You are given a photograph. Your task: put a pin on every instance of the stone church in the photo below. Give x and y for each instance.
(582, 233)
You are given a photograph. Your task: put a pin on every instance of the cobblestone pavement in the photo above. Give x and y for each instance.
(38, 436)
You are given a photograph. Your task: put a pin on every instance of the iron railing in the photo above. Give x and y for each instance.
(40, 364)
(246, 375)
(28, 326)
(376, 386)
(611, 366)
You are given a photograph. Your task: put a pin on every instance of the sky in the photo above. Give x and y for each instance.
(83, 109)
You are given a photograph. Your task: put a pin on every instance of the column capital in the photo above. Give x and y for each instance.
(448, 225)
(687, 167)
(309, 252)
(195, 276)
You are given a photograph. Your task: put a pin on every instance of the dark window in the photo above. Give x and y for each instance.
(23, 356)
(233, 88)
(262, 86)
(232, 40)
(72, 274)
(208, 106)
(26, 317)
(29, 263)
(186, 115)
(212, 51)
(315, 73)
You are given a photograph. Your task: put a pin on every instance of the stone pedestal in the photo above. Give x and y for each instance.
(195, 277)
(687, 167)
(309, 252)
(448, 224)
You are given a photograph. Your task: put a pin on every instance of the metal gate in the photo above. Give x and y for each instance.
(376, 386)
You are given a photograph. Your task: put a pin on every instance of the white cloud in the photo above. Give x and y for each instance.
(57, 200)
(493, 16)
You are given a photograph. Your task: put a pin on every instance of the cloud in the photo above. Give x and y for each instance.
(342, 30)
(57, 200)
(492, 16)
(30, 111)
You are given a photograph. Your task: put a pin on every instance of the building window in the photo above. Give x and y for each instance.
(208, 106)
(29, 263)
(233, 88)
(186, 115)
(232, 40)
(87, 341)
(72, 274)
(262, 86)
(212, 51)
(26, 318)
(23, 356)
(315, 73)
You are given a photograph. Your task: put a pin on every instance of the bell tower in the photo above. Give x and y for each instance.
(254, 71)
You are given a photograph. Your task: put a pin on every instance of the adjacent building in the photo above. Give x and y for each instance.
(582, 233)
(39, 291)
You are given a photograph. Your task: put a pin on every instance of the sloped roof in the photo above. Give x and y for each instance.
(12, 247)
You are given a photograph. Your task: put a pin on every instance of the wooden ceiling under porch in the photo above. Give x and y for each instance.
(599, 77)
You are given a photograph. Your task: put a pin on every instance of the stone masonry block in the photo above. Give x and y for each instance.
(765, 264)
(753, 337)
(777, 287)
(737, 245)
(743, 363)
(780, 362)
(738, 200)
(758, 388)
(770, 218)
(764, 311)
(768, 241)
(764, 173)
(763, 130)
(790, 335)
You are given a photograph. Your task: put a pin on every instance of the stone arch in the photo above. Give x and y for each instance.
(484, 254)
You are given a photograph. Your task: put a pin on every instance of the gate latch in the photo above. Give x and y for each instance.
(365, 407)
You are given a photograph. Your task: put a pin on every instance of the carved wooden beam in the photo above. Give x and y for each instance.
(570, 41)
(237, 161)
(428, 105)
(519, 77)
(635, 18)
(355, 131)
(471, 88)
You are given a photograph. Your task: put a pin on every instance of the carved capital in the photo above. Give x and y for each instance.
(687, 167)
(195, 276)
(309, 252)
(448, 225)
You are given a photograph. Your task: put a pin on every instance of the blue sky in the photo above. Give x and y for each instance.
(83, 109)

==========

[TO DO] Your task is to repeat every entry exactly.

[SOLUTION]
You are given a photograph. Your task: put a pin on every instance of the stone church in the photo below. Give x and y for each instance.
(582, 233)
You are given a photograph. Your task: put a pin on every instance of the cobblestone pavement in the photo above. Give x and y for each instance.
(38, 436)
You are given a photograph. Your task: put a pin on every instance of the iron railing in the photo above. Give x and y for each instance.
(40, 364)
(246, 375)
(28, 326)
(376, 386)
(611, 366)
You are given a photograph. Your task: put a pin on every instance of the sky in the photo above. Give x and y for each instance.
(83, 109)
You are given a photograph. Your task: put a pin on every instance of the column capital in the photo above. Give x and y for each instance.
(448, 225)
(687, 167)
(309, 252)
(195, 276)
You are given a photograph. Your task: put a pin on every instance of the dark window in the photo above. Give x and y for each instance.
(23, 356)
(233, 88)
(262, 86)
(232, 40)
(72, 274)
(208, 106)
(26, 317)
(29, 263)
(186, 115)
(212, 51)
(315, 73)
You are given a photograph. Your task: put a pin on every instance of the stone pedestal in the photo above. Give x and y for each instance.
(195, 277)
(687, 167)
(309, 252)
(448, 224)
You are given a photograph. Your task: put a pin on every instance of the metal gate in the photo above. Give x and y for each instance.
(376, 386)
You are given a photograph. Your task: put a pin on every instance of the white cloud in the photo above. Give x and y for each instance.
(57, 200)
(493, 16)
You are given a photograph. Your task: put a pin on every instance of the cloud in the photo above. Give x and y for each instance.
(342, 30)
(57, 200)
(492, 16)
(30, 111)
You are given a photograph. Your task: put a pin on every instance of the building window in the photo above. Give x and y for each instance.
(208, 106)
(29, 263)
(233, 88)
(186, 115)
(232, 40)
(87, 341)
(72, 274)
(262, 86)
(212, 51)
(26, 318)
(23, 356)
(315, 73)
You are given a photograph. Your task: put a pin on every instance of the bell tower in the photo above. Give x and y for each instance.
(254, 71)
You are given a photograph. Your task: put a pin on every instance of the adjacent building in the photo above. Give x and y for each instance.
(582, 233)
(39, 291)
You are given a photograph. Your task: put a pin on every instance of the sloped roof in the photo above. Give x and y for each instance.
(12, 247)
You are given a photograph. Your task: put a pin on every instance of the wooden ceiling under porch in the photo above. Give x and y for each instance.
(599, 77)
You are given a photograph. Your task: put a pin on every instance of the stone masonry block in the photo above. Give x and y for each instance.
(765, 264)
(753, 337)
(777, 287)
(737, 245)
(743, 363)
(780, 362)
(738, 200)
(758, 388)
(770, 218)
(764, 311)
(768, 241)
(764, 173)
(763, 130)
(790, 335)
You are given a photograph. Your task: put a pin on every instance of the stone arch in the photo above. Give x and y for each instance.
(484, 254)
You are given a photograph. Your task: put a pin on every instance of the gate latch in the photo above. Give x and y for each instance.
(365, 407)
You are given a photograph. Your task: put a pin on every instance of the carved wooden beam in the photo above. Give x and y for each instance.
(570, 41)
(237, 161)
(428, 105)
(519, 77)
(635, 18)
(355, 131)
(471, 88)
You are given a photograph. Your task: put a pin on every instance of the carved capital in the photo above. Give x and y for each instance.
(687, 167)
(195, 276)
(309, 252)
(448, 225)
You are given a photograph. Your task: put a pin on every instance of the blue sky in the photo above. Give x and y for each instance.
(83, 109)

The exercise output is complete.